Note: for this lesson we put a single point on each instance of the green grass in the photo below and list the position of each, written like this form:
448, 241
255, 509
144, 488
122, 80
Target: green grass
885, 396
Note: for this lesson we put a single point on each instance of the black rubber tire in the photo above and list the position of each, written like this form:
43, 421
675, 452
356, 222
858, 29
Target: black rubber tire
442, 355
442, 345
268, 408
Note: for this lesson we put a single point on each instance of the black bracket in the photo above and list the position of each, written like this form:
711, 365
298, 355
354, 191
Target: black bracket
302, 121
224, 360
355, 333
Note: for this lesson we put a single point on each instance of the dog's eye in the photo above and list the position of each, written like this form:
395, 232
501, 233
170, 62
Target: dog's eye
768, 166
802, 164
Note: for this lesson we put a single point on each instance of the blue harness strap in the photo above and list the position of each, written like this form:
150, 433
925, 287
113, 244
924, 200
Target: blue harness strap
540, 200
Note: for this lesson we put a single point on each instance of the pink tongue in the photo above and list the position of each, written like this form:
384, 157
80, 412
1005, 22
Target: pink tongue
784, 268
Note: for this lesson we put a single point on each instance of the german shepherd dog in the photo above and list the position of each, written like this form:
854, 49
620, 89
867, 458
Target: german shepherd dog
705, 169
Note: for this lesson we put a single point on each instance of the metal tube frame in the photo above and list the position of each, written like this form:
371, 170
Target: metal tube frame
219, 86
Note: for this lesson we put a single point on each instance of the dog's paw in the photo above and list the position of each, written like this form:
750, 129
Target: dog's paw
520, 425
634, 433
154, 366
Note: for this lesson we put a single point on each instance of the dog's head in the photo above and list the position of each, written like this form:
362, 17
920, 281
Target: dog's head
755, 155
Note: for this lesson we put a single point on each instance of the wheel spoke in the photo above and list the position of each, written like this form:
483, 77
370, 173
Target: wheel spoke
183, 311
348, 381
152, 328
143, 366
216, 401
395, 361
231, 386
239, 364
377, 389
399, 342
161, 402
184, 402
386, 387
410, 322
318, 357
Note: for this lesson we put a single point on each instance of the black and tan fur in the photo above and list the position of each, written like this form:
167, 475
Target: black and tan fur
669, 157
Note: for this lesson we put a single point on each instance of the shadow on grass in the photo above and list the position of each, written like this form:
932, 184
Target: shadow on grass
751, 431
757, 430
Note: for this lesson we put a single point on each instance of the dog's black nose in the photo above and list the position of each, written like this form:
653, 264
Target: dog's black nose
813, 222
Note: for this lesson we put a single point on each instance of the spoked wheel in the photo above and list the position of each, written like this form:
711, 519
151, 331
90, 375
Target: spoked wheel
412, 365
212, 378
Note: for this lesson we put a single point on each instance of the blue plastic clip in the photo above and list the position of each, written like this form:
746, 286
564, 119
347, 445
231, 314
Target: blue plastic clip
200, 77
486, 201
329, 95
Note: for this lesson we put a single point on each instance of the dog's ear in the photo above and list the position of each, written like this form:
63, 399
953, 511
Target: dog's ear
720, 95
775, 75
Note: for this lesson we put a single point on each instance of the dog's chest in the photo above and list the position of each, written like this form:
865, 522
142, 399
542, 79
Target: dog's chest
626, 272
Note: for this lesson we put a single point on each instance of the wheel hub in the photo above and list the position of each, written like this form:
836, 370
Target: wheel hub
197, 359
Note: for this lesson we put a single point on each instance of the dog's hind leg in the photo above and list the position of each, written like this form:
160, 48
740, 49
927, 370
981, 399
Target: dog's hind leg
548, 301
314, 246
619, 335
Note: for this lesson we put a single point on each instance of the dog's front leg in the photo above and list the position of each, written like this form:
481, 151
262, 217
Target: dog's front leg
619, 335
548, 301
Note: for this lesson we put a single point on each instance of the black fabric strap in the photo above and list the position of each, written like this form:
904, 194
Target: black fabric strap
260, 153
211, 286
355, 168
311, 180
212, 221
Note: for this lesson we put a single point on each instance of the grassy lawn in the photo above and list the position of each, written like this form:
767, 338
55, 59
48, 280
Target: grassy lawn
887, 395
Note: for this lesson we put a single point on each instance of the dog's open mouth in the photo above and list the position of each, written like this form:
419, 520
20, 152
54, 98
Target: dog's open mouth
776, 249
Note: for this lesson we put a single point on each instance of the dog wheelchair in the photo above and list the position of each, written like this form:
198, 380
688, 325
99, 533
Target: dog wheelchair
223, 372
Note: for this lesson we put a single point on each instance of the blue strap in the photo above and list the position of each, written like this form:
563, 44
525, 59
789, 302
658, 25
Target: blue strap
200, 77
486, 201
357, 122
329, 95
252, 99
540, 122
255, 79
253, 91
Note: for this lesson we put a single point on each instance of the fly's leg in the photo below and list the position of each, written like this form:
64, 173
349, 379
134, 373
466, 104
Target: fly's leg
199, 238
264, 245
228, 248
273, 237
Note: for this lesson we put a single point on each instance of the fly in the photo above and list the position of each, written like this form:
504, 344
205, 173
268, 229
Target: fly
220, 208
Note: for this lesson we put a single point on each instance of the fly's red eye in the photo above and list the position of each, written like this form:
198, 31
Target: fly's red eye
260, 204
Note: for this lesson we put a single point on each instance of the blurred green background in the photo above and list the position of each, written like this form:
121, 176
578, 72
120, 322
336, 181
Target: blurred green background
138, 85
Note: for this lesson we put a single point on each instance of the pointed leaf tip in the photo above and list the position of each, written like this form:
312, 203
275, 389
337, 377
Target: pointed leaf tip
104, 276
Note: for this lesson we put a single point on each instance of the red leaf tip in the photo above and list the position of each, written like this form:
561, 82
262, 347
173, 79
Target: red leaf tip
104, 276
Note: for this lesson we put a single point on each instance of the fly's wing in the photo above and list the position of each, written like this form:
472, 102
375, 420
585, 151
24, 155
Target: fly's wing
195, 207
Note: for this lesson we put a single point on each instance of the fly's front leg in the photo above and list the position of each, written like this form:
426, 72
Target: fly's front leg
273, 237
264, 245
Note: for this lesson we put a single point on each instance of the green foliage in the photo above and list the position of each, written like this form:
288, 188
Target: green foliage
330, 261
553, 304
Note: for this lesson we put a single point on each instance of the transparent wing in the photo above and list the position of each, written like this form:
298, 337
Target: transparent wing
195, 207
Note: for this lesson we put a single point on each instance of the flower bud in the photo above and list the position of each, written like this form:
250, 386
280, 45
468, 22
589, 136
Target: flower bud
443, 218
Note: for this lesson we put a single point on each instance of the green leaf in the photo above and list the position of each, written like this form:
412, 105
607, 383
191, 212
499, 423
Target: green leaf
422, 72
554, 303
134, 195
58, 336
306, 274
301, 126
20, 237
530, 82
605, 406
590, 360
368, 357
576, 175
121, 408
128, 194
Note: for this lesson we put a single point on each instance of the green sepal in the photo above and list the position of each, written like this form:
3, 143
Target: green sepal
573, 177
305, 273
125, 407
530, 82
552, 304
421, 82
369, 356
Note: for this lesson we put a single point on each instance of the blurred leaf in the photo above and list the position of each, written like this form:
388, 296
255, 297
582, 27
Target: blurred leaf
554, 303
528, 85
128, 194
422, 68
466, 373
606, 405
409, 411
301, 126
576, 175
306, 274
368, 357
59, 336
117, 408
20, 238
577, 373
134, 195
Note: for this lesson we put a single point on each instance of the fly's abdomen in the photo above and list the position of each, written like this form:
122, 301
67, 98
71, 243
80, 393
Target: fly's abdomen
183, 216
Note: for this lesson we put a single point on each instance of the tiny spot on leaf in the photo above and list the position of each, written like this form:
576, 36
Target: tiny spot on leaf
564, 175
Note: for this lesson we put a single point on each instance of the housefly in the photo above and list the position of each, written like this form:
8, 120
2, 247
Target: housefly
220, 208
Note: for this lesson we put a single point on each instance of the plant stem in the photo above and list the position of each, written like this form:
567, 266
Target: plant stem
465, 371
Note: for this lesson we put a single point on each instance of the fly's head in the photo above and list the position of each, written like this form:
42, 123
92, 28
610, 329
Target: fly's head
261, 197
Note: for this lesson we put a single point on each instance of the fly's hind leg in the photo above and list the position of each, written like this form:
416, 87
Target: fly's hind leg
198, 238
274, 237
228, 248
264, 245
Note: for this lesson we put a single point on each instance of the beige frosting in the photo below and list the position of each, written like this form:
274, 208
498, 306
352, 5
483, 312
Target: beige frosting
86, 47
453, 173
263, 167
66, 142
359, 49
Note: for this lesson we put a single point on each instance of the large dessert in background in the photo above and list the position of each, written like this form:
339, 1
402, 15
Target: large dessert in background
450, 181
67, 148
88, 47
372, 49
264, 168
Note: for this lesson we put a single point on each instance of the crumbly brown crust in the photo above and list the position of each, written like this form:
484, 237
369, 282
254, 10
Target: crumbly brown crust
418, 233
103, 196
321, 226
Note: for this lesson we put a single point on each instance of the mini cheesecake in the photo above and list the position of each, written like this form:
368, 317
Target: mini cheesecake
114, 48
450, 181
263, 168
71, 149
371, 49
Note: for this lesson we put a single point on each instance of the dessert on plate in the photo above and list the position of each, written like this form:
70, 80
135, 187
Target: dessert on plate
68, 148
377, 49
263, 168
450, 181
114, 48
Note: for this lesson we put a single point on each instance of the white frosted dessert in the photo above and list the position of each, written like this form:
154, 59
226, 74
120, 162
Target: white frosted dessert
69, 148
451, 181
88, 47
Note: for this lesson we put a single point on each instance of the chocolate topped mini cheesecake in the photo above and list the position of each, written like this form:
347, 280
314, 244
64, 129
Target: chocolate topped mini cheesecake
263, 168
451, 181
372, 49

* [What is required] Your task is to output exactly the lines running from the one with "of the mini" through the final line of the material above, with both ends included.

* [Expected output]
Note: for this lesson we put a single point on each instance of the mini cheesecake in the photo above and list the position of each, written like this form:
368, 317
Target: mini cheesecake
114, 48
450, 181
263, 168
71, 149
371, 49
Note: for this lesson we put a single point on each instance of the dessert on plate in the photo above and list the position of each, written like this form:
70, 80
135, 187
Target: dessert on plate
68, 148
377, 49
263, 168
450, 181
114, 48
Note: for this lesson we put a single point on each instance of the white frosted dessert in the photo above and list the position of each, written like this form:
154, 59
226, 74
120, 162
Target: white frosted dessert
69, 148
451, 181
88, 47
Note: for this lesson we put a single point on each instance of the chocolate topped mini cheesecake in the photo above and list the position of each, written like this form:
347, 280
314, 244
64, 129
Target: chocolate topped mini cheesecake
263, 168
451, 181
372, 49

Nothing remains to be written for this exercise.